== Отрывок для чтения ==
Полина Семеновна Жемчужина. 1935. [РГАСПИ. Ф. 82. Оп. 2.Д. 1628. Л. 2]
Полина восстановила связи с эмигрировавшим в США братом С. Карповским, используя его коммерческие связи в интересах СССР. Разумеется, она делала это с санкции советского руководства.
Жемчужина была наиболее публичной из жен членов Политбюро, нередко сидела в правительственной ложе при посещениях Сталиным и Молотовым Большого театра.
В январе 1939 года последовал высший взлет ее карьеры – Жемчужина возглавила новый Наркомат рыбной промышленности, в марте стала кандидатом в члены ЦК, но уже в ноябре была снята с наркомовского поста и направлена руководить текстильно-галантерейным главком в Наркомат легкой промышленности. На XVIII партконференции в феврале 1941 года ее лишили и поста кандидата в члены ЦК. Официально – проявила доверие к «врагам народа», разоблаченным после прихода в НКВД нового наркома Л. Берии. Но возможно, просто стала раздражать своими амбициями мужскую компанию, собиравшуюся на сталинской даче. Первое могло быть поводом, второе – причиной.
В. М. Молотов с семьей на отдыхе. 1930-е. [РГАСПИ. Ф. 82. Оп. 2. Д. 1627. Л. 7]
С 1937 года Молотов, Жемчужина и их дочь Света много времени проводили на новой даче, которая досталась им после ареста Г. Ягоды. С ними жили также Владик, сын старшего брата Молотова Владимира, скончавшегося в 1936 году, и подруга Светланы Соня, дочь посудомойки с правительственных дач[431].
===
== Записанные данные ==
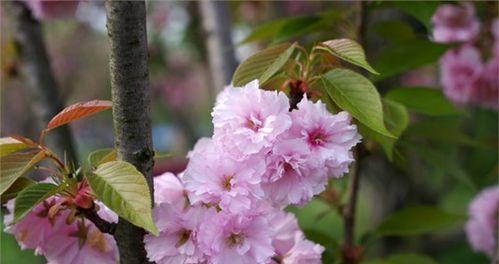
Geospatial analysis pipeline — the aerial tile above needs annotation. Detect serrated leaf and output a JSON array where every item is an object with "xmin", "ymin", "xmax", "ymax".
[
  {"xmin": 385, "ymin": 87, "xmax": 463, "ymax": 116},
  {"xmin": 87, "ymin": 161, "xmax": 158, "ymax": 235},
  {"xmin": 45, "ymin": 100, "xmax": 112, "ymax": 131},
  {"xmin": 88, "ymin": 148, "xmax": 117, "ymax": 168},
  {"xmin": 13, "ymin": 183, "xmax": 59, "ymax": 223},
  {"xmin": 0, "ymin": 177, "xmax": 35, "ymax": 203},
  {"xmin": 232, "ymin": 43, "xmax": 296, "ymax": 87},
  {"xmin": 0, "ymin": 137, "xmax": 30, "ymax": 157},
  {"xmin": 360, "ymin": 99, "xmax": 409, "ymax": 161},
  {"xmin": 0, "ymin": 151, "xmax": 46, "ymax": 194},
  {"xmin": 322, "ymin": 69, "xmax": 395, "ymax": 138},
  {"xmin": 376, "ymin": 206, "xmax": 466, "ymax": 236},
  {"xmin": 318, "ymin": 39, "xmax": 379, "ymax": 74}
]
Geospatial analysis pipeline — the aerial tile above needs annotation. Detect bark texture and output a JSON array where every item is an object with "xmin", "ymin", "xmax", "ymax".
[
  {"xmin": 199, "ymin": 0, "xmax": 237, "ymax": 93},
  {"xmin": 4, "ymin": 1, "xmax": 77, "ymax": 162},
  {"xmin": 106, "ymin": 1, "xmax": 154, "ymax": 263}
]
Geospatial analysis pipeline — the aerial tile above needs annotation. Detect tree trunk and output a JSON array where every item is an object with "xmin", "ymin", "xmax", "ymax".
[
  {"xmin": 199, "ymin": 1, "xmax": 237, "ymax": 93},
  {"xmin": 106, "ymin": 1, "xmax": 154, "ymax": 263},
  {"xmin": 6, "ymin": 1, "xmax": 77, "ymax": 162}
]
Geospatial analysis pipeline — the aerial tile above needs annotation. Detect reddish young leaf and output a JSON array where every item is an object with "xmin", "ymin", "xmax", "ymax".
[{"xmin": 45, "ymin": 100, "xmax": 112, "ymax": 132}]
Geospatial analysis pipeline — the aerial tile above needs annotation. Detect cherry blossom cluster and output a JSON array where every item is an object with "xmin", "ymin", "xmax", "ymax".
[
  {"xmin": 144, "ymin": 81, "xmax": 360, "ymax": 264},
  {"xmin": 465, "ymin": 186, "xmax": 499, "ymax": 259},
  {"xmin": 4, "ymin": 180, "xmax": 119, "ymax": 264},
  {"xmin": 432, "ymin": 3, "xmax": 499, "ymax": 109}
]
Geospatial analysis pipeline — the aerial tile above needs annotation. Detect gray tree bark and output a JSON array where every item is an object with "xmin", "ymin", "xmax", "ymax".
[
  {"xmin": 5, "ymin": 1, "xmax": 77, "ymax": 162},
  {"xmin": 106, "ymin": 1, "xmax": 154, "ymax": 263},
  {"xmin": 199, "ymin": 0, "xmax": 238, "ymax": 92}
]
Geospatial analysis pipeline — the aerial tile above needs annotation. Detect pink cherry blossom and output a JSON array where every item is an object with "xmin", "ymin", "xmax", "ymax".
[
  {"xmin": 432, "ymin": 3, "xmax": 480, "ymax": 43},
  {"xmin": 4, "ymin": 197, "xmax": 118, "ymax": 264},
  {"xmin": 471, "ymin": 55, "xmax": 499, "ymax": 109},
  {"xmin": 212, "ymin": 80, "xmax": 291, "ymax": 159},
  {"xmin": 270, "ymin": 211, "xmax": 324, "ymax": 264},
  {"xmin": 154, "ymin": 172, "xmax": 185, "ymax": 206},
  {"xmin": 491, "ymin": 18, "xmax": 499, "ymax": 57},
  {"xmin": 182, "ymin": 137, "xmax": 265, "ymax": 212},
  {"xmin": 281, "ymin": 233, "xmax": 324, "ymax": 264},
  {"xmin": 40, "ymin": 221, "xmax": 119, "ymax": 264},
  {"xmin": 465, "ymin": 186, "xmax": 499, "ymax": 258},
  {"xmin": 198, "ymin": 208, "xmax": 274, "ymax": 264},
  {"xmin": 262, "ymin": 139, "xmax": 328, "ymax": 205},
  {"xmin": 144, "ymin": 203, "xmax": 205, "ymax": 264},
  {"xmin": 440, "ymin": 45, "xmax": 483, "ymax": 104},
  {"xmin": 25, "ymin": 0, "xmax": 79, "ymax": 19},
  {"xmin": 291, "ymin": 98, "xmax": 361, "ymax": 177}
]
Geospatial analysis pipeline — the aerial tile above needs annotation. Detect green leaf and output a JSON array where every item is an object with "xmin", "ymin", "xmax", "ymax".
[
  {"xmin": 322, "ymin": 69, "xmax": 394, "ymax": 138},
  {"xmin": 373, "ymin": 40, "xmax": 450, "ymax": 81},
  {"xmin": 240, "ymin": 19, "xmax": 286, "ymax": 44},
  {"xmin": 88, "ymin": 148, "xmax": 116, "ymax": 168},
  {"xmin": 376, "ymin": 206, "xmax": 466, "ymax": 236},
  {"xmin": 385, "ymin": 87, "xmax": 463, "ymax": 116},
  {"xmin": 362, "ymin": 253, "xmax": 438, "ymax": 264},
  {"xmin": 0, "ymin": 177, "xmax": 35, "ymax": 203},
  {"xmin": 232, "ymin": 43, "xmax": 296, "ymax": 86},
  {"xmin": 0, "ymin": 137, "xmax": 31, "ymax": 157},
  {"xmin": 87, "ymin": 161, "xmax": 159, "ymax": 235},
  {"xmin": 0, "ymin": 151, "xmax": 46, "ymax": 194},
  {"xmin": 360, "ymin": 99, "xmax": 409, "ymax": 161},
  {"xmin": 317, "ymin": 39, "xmax": 379, "ymax": 74},
  {"xmin": 13, "ymin": 183, "xmax": 59, "ymax": 223}
]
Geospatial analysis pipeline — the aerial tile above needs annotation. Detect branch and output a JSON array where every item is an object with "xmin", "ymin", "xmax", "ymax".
[
  {"xmin": 342, "ymin": 2, "xmax": 367, "ymax": 264},
  {"xmin": 199, "ymin": 1, "xmax": 237, "ymax": 92},
  {"xmin": 106, "ymin": 0, "xmax": 154, "ymax": 263},
  {"xmin": 5, "ymin": 1, "xmax": 76, "ymax": 161}
]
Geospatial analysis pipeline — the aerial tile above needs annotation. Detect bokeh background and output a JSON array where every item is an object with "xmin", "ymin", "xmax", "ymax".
[{"xmin": 0, "ymin": 1, "xmax": 498, "ymax": 264}]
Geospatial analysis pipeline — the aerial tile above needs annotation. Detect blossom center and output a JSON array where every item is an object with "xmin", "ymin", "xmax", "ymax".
[
  {"xmin": 308, "ymin": 130, "xmax": 327, "ymax": 146},
  {"xmin": 227, "ymin": 233, "xmax": 244, "ymax": 247},
  {"xmin": 175, "ymin": 229, "xmax": 192, "ymax": 248},
  {"xmin": 222, "ymin": 175, "xmax": 233, "ymax": 191},
  {"xmin": 246, "ymin": 114, "xmax": 263, "ymax": 132}
]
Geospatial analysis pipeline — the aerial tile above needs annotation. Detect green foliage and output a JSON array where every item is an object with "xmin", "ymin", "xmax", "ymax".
[
  {"xmin": 375, "ymin": 206, "xmax": 465, "ymax": 236},
  {"xmin": 362, "ymin": 253, "xmax": 438, "ymax": 264},
  {"xmin": 88, "ymin": 148, "xmax": 116, "ymax": 168},
  {"xmin": 13, "ymin": 183, "xmax": 60, "ymax": 223},
  {"xmin": 322, "ymin": 69, "xmax": 394, "ymax": 138},
  {"xmin": 0, "ymin": 137, "xmax": 30, "ymax": 157},
  {"xmin": 87, "ymin": 161, "xmax": 158, "ymax": 235},
  {"xmin": 232, "ymin": 43, "xmax": 296, "ymax": 86},
  {"xmin": 385, "ymin": 87, "xmax": 463, "ymax": 116},
  {"xmin": 0, "ymin": 151, "xmax": 46, "ymax": 194},
  {"xmin": 373, "ymin": 39, "xmax": 449, "ymax": 81},
  {"xmin": 317, "ymin": 39, "xmax": 379, "ymax": 74},
  {"xmin": 360, "ymin": 99, "xmax": 409, "ymax": 161},
  {"xmin": 0, "ymin": 177, "xmax": 35, "ymax": 202}
]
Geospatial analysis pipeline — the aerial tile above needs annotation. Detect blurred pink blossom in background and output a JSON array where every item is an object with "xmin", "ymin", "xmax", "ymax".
[
  {"xmin": 432, "ymin": 3, "xmax": 480, "ymax": 43},
  {"xmin": 465, "ymin": 186, "xmax": 499, "ymax": 258},
  {"xmin": 440, "ymin": 45, "xmax": 483, "ymax": 104}
]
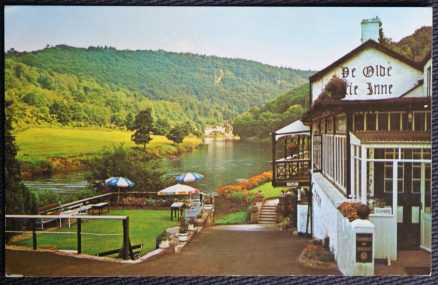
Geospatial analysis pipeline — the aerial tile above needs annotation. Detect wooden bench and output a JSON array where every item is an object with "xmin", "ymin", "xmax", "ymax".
[{"xmin": 91, "ymin": 202, "xmax": 109, "ymax": 215}]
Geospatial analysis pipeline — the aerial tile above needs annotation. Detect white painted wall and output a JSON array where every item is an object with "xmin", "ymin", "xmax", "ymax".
[
  {"xmin": 312, "ymin": 47, "xmax": 423, "ymax": 101},
  {"xmin": 370, "ymin": 214, "xmax": 397, "ymax": 260},
  {"xmin": 312, "ymin": 173, "xmax": 347, "ymax": 256}
]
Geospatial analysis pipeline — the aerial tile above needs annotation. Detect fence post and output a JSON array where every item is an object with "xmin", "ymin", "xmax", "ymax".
[
  {"xmin": 77, "ymin": 218, "xmax": 82, "ymax": 254},
  {"xmin": 122, "ymin": 217, "xmax": 129, "ymax": 259},
  {"xmin": 32, "ymin": 219, "xmax": 37, "ymax": 250}
]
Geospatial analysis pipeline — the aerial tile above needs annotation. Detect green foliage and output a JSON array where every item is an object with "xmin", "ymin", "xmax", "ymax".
[
  {"xmin": 214, "ymin": 211, "xmax": 249, "ymax": 225},
  {"xmin": 166, "ymin": 124, "xmax": 189, "ymax": 144},
  {"xmin": 380, "ymin": 26, "xmax": 432, "ymax": 61},
  {"xmin": 4, "ymin": 102, "xmax": 37, "ymax": 239},
  {"xmin": 87, "ymin": 144, "xmax": 169, "ymax": 192},
  {"xmin": 5, "ymin": 45, "xmax": 313, "ymax": 129},
  {"xmin": 233, "ymin": 84, "xmax": 309, "ymax": 139},
  {"xmin": 130, "ymin": 108, "xmax": 154, "ymax": 149}
]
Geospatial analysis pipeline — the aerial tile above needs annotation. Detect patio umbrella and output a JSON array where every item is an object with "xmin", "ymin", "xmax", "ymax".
[
  {"xmin": 175, "ymin": 172, "xmax": 204, "ymax": 183},
  {"xmin": 158, "ymin": 183, "xmax": 199, "ymax": 196},
  {"xmin": 105, "ymin": 177, "xmax": 135, "ymax": 205}
]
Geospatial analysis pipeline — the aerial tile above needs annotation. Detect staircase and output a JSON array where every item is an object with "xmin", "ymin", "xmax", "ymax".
[{"xmin": 259, "ymin": 199, "xmax": 278, "ymax": 224}]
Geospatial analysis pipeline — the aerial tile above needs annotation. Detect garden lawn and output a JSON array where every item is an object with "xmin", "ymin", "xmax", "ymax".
[
  {"xmin": 14, "ymin": 127, "xmax": 202, "ymax": 162},
  {"xmin": 214, "ymin": 211, "xmax": 248, "ymax": 225},
  {"xmin": 18, "ymin": 207, "xmax": 178, "ymax": 255},
  {"xmin": 251, "ymin": 182, "xmax": 290, "ymax": 198}
]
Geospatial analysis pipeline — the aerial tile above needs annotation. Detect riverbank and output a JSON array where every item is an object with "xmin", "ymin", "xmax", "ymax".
[{"xmin": 14, "ymin": 127, "xmax": 202, "ymax": 177}]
===
_Цель упражнения_. Перепишите отрывок о Полине Жемчужиной от слов «Полина Семеновна Жемчужина.» до слов «Молотовым Большого театра.» включительно, заменив «Большого театра» на «Малого театра».

_Решение упражнения_.
Полина Семеновна Жемчужина. 1935. [РГАСПИ. Ф. 82. Оп. 2.Д. 1628. Л. 2]
Полина восстановила связи с эмигрировавшим в США братом С. Карповским, используя его коммерческие связи в интересах СССР. Разумеется, она делала это с санкции советского руководства.
Жемчужина была наиболее публичной из жен членов Политбюро, нередко сидела в правительственной ложе при посещениях Сталиным и Молотовым Малого театра.